-- Task item --
Only the lines containing "pole" belong in the answer; find them in the material below.

-- Material shown --
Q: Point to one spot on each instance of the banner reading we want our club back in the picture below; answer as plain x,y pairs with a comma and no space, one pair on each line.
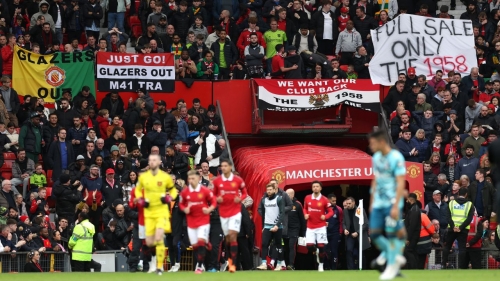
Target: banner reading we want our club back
47,76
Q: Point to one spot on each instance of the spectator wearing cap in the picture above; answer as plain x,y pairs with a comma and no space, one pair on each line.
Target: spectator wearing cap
212,121
78,168
139,140
67,197
325,25
111,189
482,194
22,169
168,123
349,39
157,137
115,139
30,137
485,119
406,147
304,40
92,187
436,209
297,15
207,148
225,54
430,182
156,15
361,62
468,164
60,155
292,60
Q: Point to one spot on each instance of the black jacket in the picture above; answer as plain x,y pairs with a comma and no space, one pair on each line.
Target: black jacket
65,117
488,194
54,158
67,197
360,68
318,25
296,221
179,163
413,221
107,104
145,144
92,15
230,52
168,124
430,180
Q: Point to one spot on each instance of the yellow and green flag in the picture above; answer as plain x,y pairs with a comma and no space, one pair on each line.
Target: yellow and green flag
47,76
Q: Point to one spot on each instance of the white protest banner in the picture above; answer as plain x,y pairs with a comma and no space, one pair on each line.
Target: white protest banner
428,44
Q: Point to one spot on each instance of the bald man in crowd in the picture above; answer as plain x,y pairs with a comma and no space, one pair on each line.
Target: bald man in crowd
296,229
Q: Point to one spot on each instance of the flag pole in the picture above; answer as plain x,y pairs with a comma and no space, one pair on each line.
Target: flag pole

-- Answer to the problem --
Q: Point to one spot on each instance of the flag pole in the picture above; answer as plain x,y pairs with a comma and no space, one pair on each line.
Target: flag pole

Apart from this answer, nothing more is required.